EXCERPTED TEXT:
━━━

Why Sky-High Vacancies
Haven't Caused a Crisis

by Dean Starkman
From The Wall Street Journal Online
February 02, 2004

MALVERN, Pa. -- In the late 1980s, Rouse & Associates was a real-estate gunslinger. Led by its charismatic founder Willard G. Rouse III, the developer -- famous for Philadelphia's soaring Liberty Place -- threw up dozens of shiny buildings without tenants. It amassed mountains of debt and ran an organization that had no titles and no committees, and frequently conducted job interviews in bars.

Mr. Rouse's rules: "Make money, have fun." Then in the early 1990s real estate crashed, and the fun stopped for Rouse and the rest of the industry. The national vacancy rate edged toward 19%, and hundreds of developers went bust, as did more than 1,400 federally insured thrifts and banks. Rouse defaulted on $117 million in mortgages, saw its prized developments auctioned on courthouse steps and fought off lawsuits.

Now Rouse is back, and its revival shows just how much the real-estate business has changed in a decade. With little notice, vacancy rates have shot back up, almost to the red-alert levels of the crash. Yet few office developers have gone bust, thanks to sweeping shifts in the structure and culture of the industry.

━━━

DATA:
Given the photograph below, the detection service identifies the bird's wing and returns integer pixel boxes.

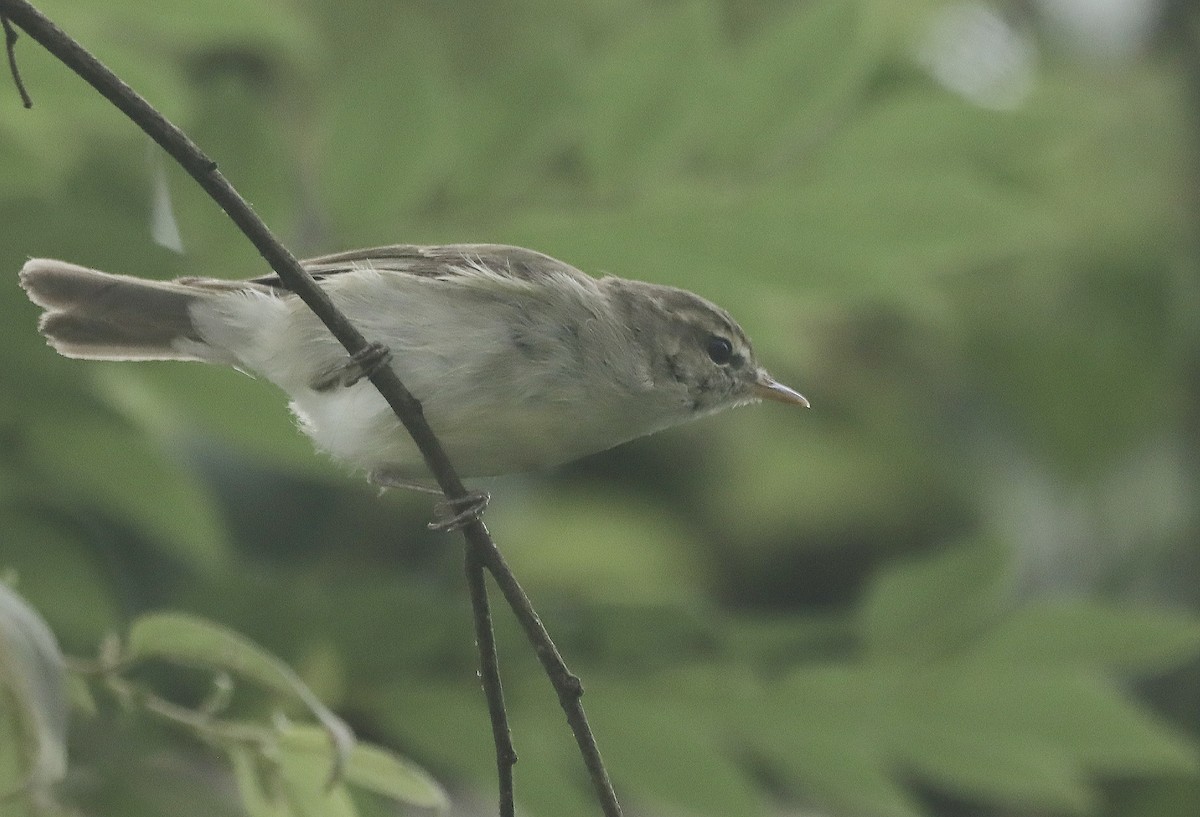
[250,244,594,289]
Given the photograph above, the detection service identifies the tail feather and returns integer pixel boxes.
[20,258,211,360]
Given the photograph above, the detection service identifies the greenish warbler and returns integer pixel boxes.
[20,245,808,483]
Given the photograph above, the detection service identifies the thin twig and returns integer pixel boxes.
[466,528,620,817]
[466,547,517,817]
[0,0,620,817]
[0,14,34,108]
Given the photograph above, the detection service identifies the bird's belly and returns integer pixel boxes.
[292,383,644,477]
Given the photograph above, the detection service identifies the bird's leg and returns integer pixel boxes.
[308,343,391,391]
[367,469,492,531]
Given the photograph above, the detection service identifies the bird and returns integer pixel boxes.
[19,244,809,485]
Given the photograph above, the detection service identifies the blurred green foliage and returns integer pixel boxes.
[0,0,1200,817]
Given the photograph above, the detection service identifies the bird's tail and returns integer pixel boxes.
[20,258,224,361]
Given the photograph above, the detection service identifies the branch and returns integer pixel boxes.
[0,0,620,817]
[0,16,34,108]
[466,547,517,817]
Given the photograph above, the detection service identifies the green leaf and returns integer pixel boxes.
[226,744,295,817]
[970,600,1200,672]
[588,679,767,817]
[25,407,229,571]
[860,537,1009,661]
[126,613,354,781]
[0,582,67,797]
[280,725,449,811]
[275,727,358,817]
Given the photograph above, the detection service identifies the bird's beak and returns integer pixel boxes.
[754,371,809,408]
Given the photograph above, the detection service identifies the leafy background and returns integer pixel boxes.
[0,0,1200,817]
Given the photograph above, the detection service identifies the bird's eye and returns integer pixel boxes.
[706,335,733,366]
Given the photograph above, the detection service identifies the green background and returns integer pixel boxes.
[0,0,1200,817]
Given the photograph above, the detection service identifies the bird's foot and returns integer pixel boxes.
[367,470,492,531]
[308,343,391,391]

━━━

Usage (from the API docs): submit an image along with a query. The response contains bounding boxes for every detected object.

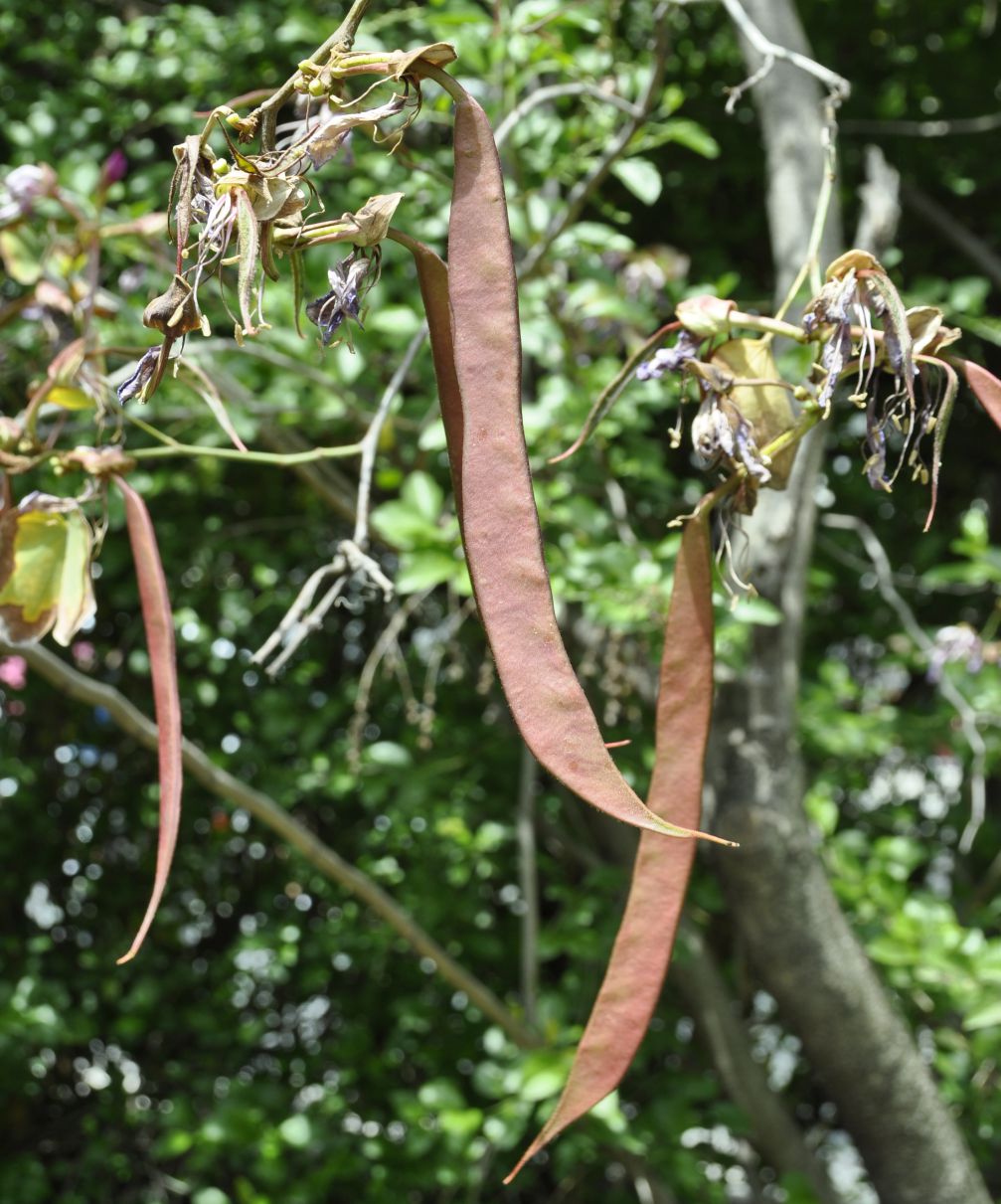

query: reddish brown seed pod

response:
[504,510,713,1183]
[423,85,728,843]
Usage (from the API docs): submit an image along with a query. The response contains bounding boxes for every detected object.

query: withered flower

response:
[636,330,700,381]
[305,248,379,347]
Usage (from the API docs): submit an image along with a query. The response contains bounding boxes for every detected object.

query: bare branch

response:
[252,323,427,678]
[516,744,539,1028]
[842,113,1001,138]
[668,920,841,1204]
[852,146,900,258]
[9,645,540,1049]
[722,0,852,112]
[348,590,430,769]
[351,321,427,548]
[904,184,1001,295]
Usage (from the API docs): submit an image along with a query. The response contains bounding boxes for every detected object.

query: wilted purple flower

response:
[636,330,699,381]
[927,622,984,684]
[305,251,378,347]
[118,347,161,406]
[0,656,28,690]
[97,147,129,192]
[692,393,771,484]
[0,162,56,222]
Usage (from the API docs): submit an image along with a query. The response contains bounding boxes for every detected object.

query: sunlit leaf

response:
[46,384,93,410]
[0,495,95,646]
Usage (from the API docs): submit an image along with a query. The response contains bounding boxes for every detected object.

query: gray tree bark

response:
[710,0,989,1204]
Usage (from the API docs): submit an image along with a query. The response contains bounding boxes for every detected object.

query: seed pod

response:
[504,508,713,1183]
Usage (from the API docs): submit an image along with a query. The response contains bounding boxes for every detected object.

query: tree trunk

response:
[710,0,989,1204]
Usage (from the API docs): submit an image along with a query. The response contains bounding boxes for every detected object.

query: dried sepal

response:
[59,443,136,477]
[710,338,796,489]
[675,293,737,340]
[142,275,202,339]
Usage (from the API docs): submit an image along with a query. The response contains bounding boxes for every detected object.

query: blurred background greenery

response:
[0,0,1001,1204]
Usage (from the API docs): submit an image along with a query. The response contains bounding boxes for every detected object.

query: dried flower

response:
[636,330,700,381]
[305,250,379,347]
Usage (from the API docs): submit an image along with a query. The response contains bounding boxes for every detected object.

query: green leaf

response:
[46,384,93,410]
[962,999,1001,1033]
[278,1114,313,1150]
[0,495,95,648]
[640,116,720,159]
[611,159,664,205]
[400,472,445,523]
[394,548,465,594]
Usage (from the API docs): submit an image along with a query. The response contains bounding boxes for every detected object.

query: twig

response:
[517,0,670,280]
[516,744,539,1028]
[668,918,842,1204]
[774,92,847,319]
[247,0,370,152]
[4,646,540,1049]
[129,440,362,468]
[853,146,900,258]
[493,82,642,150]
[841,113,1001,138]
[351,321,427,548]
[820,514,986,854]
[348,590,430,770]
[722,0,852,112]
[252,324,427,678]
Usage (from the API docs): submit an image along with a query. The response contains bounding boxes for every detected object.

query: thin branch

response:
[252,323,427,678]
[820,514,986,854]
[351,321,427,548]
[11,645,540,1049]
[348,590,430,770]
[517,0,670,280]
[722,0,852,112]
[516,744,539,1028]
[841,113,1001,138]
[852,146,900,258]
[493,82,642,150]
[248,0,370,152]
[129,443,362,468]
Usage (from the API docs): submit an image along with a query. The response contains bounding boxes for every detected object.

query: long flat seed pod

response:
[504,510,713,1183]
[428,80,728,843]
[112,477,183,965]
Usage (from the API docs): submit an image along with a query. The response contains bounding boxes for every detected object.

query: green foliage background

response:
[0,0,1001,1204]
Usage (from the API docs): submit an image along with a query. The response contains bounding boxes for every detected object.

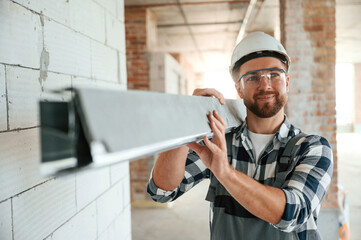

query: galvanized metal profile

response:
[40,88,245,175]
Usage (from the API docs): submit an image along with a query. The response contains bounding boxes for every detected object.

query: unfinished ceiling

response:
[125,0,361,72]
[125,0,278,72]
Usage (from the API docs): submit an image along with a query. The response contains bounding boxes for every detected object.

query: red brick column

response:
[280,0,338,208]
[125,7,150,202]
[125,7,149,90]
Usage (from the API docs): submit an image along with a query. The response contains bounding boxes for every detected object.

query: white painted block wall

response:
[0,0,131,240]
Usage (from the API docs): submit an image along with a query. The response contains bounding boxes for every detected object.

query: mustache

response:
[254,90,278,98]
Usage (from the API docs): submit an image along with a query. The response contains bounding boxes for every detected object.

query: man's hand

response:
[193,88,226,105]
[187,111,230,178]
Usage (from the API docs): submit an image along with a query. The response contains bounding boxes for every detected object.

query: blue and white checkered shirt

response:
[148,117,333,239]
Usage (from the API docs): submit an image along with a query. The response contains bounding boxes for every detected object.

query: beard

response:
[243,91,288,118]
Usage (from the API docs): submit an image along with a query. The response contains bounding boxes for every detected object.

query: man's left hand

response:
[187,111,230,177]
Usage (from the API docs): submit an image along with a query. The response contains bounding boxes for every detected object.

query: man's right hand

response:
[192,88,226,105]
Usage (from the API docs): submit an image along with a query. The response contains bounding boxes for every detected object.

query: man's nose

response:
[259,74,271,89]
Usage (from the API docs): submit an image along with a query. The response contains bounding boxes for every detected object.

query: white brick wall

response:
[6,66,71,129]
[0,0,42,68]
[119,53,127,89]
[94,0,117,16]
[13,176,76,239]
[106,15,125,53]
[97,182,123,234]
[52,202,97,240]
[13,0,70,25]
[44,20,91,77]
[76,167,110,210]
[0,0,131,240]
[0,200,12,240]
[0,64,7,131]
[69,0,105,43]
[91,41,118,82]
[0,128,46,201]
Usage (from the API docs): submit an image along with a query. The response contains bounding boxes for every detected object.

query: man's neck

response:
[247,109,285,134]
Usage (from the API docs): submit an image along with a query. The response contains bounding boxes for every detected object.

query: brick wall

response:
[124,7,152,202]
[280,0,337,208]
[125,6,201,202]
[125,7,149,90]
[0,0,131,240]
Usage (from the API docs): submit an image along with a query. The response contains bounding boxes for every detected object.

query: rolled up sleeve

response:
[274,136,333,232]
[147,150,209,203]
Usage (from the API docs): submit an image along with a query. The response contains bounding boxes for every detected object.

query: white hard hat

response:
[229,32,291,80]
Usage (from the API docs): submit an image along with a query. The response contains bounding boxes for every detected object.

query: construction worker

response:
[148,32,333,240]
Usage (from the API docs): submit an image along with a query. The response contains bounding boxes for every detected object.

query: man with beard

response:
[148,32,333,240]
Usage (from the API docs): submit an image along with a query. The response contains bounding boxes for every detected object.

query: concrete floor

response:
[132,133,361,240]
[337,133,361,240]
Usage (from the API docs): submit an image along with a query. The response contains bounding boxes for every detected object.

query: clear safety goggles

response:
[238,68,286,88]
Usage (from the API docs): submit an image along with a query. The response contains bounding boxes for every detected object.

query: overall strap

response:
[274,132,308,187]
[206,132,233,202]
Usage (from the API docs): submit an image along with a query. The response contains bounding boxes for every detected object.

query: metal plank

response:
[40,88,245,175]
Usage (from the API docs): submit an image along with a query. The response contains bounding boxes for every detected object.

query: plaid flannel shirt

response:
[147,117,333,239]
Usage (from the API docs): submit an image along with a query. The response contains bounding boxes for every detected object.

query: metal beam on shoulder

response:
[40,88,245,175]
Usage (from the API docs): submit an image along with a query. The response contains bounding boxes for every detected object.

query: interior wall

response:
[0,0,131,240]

━━━

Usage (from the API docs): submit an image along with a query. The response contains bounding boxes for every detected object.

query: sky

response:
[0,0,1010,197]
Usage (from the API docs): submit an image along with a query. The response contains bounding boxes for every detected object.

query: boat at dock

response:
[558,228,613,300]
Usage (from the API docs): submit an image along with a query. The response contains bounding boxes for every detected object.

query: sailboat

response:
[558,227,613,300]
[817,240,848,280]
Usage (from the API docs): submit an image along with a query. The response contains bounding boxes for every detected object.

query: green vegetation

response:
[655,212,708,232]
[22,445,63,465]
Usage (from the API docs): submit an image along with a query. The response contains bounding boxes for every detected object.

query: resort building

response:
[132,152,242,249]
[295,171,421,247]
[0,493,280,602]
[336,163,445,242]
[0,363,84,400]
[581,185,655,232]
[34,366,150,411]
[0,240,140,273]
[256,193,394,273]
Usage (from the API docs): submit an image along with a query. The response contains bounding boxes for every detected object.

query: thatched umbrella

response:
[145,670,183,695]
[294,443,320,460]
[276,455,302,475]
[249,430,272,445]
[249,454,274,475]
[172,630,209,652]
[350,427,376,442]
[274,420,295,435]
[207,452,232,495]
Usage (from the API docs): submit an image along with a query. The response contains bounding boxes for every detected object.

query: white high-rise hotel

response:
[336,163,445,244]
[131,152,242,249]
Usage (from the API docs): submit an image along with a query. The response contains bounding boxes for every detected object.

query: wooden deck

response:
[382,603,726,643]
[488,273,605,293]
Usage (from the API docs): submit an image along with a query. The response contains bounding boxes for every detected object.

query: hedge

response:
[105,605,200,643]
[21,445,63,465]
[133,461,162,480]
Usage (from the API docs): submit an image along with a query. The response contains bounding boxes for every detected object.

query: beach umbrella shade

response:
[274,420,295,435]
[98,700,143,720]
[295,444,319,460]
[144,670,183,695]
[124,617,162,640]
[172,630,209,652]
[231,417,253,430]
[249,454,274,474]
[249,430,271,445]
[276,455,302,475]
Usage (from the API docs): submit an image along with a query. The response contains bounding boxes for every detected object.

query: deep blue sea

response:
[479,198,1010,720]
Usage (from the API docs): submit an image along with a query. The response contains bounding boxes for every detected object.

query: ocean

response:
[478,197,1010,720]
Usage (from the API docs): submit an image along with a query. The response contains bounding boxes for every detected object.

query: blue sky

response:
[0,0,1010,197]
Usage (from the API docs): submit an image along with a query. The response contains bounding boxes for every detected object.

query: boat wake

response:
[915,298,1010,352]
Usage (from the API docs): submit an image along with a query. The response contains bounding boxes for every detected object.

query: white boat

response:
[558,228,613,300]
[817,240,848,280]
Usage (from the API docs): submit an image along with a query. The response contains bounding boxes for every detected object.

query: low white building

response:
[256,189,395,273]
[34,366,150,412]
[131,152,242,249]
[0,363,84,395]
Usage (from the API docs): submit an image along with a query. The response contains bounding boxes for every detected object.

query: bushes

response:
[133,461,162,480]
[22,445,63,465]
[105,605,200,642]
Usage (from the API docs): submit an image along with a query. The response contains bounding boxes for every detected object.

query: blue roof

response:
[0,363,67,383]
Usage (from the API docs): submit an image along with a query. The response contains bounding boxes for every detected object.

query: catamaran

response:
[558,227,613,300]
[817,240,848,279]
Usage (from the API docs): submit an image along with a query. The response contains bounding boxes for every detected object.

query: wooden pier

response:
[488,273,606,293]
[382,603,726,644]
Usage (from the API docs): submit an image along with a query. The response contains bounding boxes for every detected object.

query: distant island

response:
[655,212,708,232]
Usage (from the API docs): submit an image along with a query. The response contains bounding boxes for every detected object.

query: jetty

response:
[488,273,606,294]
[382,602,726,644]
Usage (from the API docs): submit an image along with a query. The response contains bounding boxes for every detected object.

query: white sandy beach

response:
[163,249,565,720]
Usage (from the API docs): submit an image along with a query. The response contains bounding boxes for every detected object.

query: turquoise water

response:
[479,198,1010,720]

━━━

BRIEF 1:
Rewrite the paragraph of the real-estate article beginning "Mr. Rouse's rules" as a short bulleted list that keeps its main facts.
BRIEF 2:
Convert the labeled rows, starting at the line containing "leg and returns integer pixel boxes." and ending at the line containing "[275,727,358,817]", into a two-column CSV with the columns text and answer. Give one line per row, with each field quoted and any line breaks within a field replaced by spaces.
These rows are unrelated to the real-estate article.

FULL SOLUTION 1:
- Mr. Rouse's rules: "Make money, have fun."
- In the early 1990s, real estate crashed, ending the fun for Rouse and the rest of the industry.
- The national vacancy rate edged toward 19%.
- Hundreds of developers went bust, along with more than 1,400 federally insured thrifts and banks.
- Rouse defaulted on $117 million in mortgages, saw its prized developments auctioned on courthouse steps and fought off lawsuits.

FULL SOLUTION 2:
text,answer
"Given the photograph above, the detection service identifies the bird's leg and returns integer pixel boxes.","[308,343,391,391] [367,469,492,531]"
"Given the photograph above, the detection service identifies the bird and returns integer pixel boxes.","[19,244,809,485]"
"Given the photograph above, the detection service identifies the blurred green foliage and returns integer pixel boxes.","[0,0,1200,817]"
"Given the photograph above, the detection service identifies the bird's tail and returns integer pixel boxes.","[20,258,224,361]"
"Given the photograph above, the detection service identifies the branch and returns integer pixel boxes.","[0,0,620,817] [0,16,34,108] [466,547,517,817]"
"Given the photograph above, the detection service identifies the green leaf and returns integer pixel boxes.","[226,744,295,817] [970,600,1200,672] [588,679,767,817] [25,407,229,571] [860,537,1009,661] [126,613,354,781] [0,582,67,797] [280,725,449,811] [275,727,358,817]"